[Text section]:
<<<<

The Priority of Paradigms
Paradigms can guide research even without explicit rules because scientists learn through shared exemplars rather than abstract principles, making paradigms more fundamental than the rules that might be abstracted from them.
- Scientific communities can be identified through their shared paradigms, but determining shared rules proves more difficult and less satisfactory because scientists often disagree about abstract formulations of their practice
- Historians can relatively easily identify community paradigms through textbooks, lectures, and laboratory exercises
- Abstracting explicit rules from paradigms often yields formulations too strong or too weak to capture actual practice
- Scientists can agree on paradigm identification while disagreeing about abstract characteristics that make solutions permanent
- Wittgenstein’s analysis of language games demonstrates that meaningful terms can be applied consistently without explicit definitions, through family resemblances among paradigm cases rather than shared essential properties
- Games, chairs, and leaves form natural families constituted by overlapping and crisscrossing resemblances rather than common characteristics
- We apply ‘game’ to new activities because they bear family resemblance to previously encountered examples
- Only if natural families overlapped completely would success in identification provide evidence for common characteristics
- Scientific education teaches students to recognize problems and solutions through exemplars rather than explicit rules, with learning occurring through practice with concrete applications rather than abstract theory
- Students learn concepts like ‘force’ and ‘mass’ through observing and participating in their application to problem-solving
- New theories are always announced with concrete applications—without them, theories wouldn’t be candidates for acceptance
- Scientists show their grasp of paradigms mainly through their ability to do successful research, not through explicit articulation
- Rules become important and are explicitly debated only when paradigms are felt to be insecure, particularly during preparadigm periods and scientific revolutions, while secure paradigms function without explicit rule formulation
- Preparadigm periods feature frequent debates over legitimate methods, problems, and standards that define schools rather than produce agreement
- The transition from Newtonian to quantum mechanics evoked debates about the nature and standards of physics
- When paradigms remain secure, they function without agreement over rationalization or any attempted rationalization at all

Anomaly and the Emergence of Scientific Discoveries
Scientific discoveries begin with awareness of anomalies that violate paradigm expectations, followed by extended exploration and paradigm adjustment until the anomalous becomes expected, making discovery a process rather than an event.

>>>>

[To do]:
1. Summarize the text on the priority of paradigms in two sentences.
2. In the text on the priority of paradigms, through what sources can historians identify a community's paradigms relatively easily?

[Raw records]
<<<<

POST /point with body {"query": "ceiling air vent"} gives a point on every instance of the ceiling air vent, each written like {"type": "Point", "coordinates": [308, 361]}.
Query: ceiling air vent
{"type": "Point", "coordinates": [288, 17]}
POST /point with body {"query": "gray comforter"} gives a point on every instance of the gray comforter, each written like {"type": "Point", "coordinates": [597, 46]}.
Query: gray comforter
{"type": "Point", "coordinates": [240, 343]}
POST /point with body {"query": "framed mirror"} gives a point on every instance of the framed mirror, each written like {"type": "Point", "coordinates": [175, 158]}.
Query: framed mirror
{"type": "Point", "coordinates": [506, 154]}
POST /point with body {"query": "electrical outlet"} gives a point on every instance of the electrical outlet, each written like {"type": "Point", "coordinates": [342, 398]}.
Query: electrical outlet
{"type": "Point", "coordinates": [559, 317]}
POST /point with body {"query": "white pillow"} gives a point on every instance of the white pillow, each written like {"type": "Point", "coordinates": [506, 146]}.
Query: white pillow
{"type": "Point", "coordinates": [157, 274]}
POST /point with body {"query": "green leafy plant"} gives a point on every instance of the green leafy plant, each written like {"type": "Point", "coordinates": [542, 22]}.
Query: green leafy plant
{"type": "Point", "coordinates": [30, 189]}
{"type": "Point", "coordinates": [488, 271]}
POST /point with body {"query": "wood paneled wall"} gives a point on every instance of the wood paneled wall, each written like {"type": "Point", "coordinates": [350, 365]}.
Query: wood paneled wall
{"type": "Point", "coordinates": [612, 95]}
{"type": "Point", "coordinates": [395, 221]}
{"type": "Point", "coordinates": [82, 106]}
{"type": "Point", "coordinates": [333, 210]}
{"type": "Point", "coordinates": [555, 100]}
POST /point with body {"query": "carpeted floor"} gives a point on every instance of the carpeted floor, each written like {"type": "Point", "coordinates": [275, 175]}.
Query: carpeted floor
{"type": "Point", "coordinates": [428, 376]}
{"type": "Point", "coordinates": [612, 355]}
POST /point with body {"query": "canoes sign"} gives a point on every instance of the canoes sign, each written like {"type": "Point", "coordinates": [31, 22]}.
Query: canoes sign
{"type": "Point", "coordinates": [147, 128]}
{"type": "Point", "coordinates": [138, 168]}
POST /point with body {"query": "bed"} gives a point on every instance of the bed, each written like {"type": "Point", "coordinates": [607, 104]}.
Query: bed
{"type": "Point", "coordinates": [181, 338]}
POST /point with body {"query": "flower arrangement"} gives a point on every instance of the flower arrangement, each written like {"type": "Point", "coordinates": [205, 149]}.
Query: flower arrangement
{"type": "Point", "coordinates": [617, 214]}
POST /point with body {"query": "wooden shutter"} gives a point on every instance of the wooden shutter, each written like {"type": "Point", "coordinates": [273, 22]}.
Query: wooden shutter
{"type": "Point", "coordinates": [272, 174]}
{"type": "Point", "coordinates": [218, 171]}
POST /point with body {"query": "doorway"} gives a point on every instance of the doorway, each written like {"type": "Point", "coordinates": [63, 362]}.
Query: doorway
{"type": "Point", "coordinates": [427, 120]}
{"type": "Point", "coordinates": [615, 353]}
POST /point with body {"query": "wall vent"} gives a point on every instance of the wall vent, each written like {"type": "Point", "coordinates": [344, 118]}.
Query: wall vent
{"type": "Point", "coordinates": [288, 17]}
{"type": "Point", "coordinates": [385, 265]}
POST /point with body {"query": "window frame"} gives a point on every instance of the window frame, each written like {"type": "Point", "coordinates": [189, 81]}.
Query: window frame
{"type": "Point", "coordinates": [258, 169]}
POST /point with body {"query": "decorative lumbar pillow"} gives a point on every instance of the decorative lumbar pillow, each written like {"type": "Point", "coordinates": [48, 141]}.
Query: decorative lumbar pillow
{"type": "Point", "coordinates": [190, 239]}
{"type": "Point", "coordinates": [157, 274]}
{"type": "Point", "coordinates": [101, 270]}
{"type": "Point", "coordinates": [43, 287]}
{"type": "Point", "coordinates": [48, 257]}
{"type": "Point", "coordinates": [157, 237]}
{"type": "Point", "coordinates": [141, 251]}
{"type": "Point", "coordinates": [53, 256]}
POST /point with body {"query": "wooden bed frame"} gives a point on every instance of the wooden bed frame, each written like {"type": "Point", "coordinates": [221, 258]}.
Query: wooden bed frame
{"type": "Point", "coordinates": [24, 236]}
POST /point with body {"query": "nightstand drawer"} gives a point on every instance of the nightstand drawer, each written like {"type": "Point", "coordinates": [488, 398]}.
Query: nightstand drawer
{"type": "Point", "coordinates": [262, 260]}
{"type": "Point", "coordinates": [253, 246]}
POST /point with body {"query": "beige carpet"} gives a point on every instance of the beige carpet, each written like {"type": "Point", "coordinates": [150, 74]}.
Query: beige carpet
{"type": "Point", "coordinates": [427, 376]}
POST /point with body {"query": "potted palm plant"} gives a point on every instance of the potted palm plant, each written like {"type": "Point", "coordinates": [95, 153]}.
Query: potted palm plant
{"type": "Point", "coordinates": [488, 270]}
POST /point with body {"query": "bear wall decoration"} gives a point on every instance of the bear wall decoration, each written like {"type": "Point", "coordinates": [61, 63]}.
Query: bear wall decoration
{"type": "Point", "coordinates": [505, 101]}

>>>>

[Task solutions]:
1. Paradigms can guide research without explicit rules because scientists learn through shared exemplars, which makes paradigms more fundamental than any rules abstracted from them. Rules are explicitly debated only when paradigms feel insecure, as in preparadigm periods and scientific revolutions, while secure paradigms function without explicit rule formulation.

2. Through textbooks, lectures, and laboratory exercises.